The tasks:
a – Duplicate the part of the fitting excerpt that starts at "It seems that" and ends at "maximizing its sparcity.".
b – In the fitting excerpt, why does the assumption behind the Maximum Likelihood approach not hold?

Quoted passage:
+===+
It seems that $\ell_1$ is more robust against outliers.

It comes from the fact that minimizing the $\ell_1$ norm of the residual is equivalent to maximizing its sparcity.

In any case, the assumption for Maximum Likelyhood approach ($\ell_2$ minimization) do not hold here as the noise is certainly not normal.

Use the same tools in other contexts

  • linear fit

In [17]:
def Linear(x, A, B):
    "Linear function"
    return A*x + B
def Lres(param, x, y_meas):
    "compute the residual"
    return y_meas - Linear(x, *param)
x = np.linspace(-10,10,30)
y = Linear(x, 1.1,-1)
y_meas = y + np.random.randn(len(x))
y_meas[27] = -10
plt.plot(x,y, ':')
plt.plot(x,y_meas, 'o')


Out[17]:
[<matplotlib.lines.Line2D at 0x107cbad90>]

In [18]:
Po = [0,0]

res_l2 = leastsq(Lres, Po, (x,y_meas))
P_fit = res_l2[0]     # res is an array, res[0] contains the fitted values
plt.plot(x ,y, ':', label='real')
plt.plot(x, y_meas, 'o')
plt.plot(x, Linear(x, *P_fit), label='$\ell_2$ fit')

res_l1 = leastL1(Lres, Po, (x,y_meas))
P_fit = res_l1[0]     # res is an array, res[0] contains the fitted values
plt.plot(x, Linear(x, *P_fit),  label='$\ell_1$ fit')
+===+
Records from a collection:
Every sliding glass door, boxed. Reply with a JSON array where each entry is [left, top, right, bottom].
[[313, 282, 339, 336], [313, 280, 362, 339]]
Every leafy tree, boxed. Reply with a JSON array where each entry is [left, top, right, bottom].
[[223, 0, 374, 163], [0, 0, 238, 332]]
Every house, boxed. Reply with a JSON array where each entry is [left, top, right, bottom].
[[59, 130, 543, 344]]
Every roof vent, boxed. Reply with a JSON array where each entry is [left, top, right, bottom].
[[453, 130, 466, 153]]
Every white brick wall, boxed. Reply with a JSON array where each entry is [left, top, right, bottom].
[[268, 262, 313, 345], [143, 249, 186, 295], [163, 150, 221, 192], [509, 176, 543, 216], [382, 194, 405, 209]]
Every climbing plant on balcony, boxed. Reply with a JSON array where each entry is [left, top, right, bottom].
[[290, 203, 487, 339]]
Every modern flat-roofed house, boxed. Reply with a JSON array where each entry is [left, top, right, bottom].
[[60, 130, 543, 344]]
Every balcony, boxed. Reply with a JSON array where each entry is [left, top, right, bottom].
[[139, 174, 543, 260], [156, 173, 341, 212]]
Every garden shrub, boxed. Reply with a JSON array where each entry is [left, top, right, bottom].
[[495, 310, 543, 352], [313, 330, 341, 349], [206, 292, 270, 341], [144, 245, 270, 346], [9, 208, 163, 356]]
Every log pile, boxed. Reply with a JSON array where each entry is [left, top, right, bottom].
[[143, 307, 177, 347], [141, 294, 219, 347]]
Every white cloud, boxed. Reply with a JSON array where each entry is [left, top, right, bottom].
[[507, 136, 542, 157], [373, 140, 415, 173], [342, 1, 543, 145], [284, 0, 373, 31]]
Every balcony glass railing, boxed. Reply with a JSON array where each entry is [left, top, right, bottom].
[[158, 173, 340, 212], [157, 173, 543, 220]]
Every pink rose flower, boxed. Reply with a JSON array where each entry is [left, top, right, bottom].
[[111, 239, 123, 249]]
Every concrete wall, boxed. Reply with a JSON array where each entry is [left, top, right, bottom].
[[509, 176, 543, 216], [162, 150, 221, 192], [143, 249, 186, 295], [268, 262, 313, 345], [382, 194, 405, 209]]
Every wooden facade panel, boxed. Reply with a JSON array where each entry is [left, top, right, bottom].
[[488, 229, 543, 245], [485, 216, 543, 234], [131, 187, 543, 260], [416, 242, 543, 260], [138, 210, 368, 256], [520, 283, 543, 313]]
+===+
Per-task outputs:
a –
It seems that $\ell_1$ is more robust against outliers.

It comes from the fact that minimizing the $\ell_1$ norm of the residual is equivalent to maximizing its sparcity.

b – The noise is certainly not normal.